Instructions to follow —
Check every line of the data below for "island". Copy each one that has it.

┄┄┄┄┄┄┄┄┄┄

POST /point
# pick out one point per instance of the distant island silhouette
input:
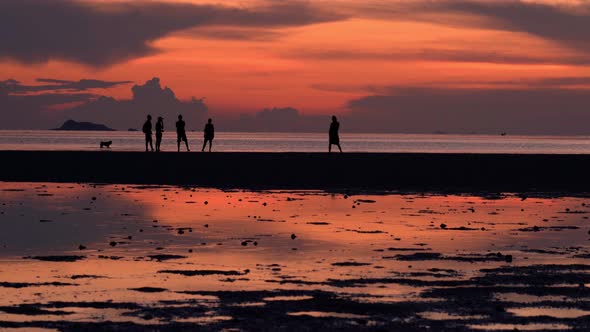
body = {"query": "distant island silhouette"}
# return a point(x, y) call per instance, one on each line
point(73, 125)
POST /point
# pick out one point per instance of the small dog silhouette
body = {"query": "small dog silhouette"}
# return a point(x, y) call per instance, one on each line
point(106, 144)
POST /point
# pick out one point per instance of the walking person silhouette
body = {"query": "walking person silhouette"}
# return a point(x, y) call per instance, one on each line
point(209, 134)
point(334, 137)
point(147, 130)
point(159, 131)
point(181, 133)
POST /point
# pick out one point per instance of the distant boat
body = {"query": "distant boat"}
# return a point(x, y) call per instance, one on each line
point(73, 125)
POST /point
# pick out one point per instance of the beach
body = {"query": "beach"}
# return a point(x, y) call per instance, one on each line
point(113, 257)
point(453, 172)
point(140, 241)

┄┄┄┄┄┄┄┄┄┄

Result of this exercise —
# pick out one point per instance of the distant island silhouette
body = {"query": "distant island silhouette"}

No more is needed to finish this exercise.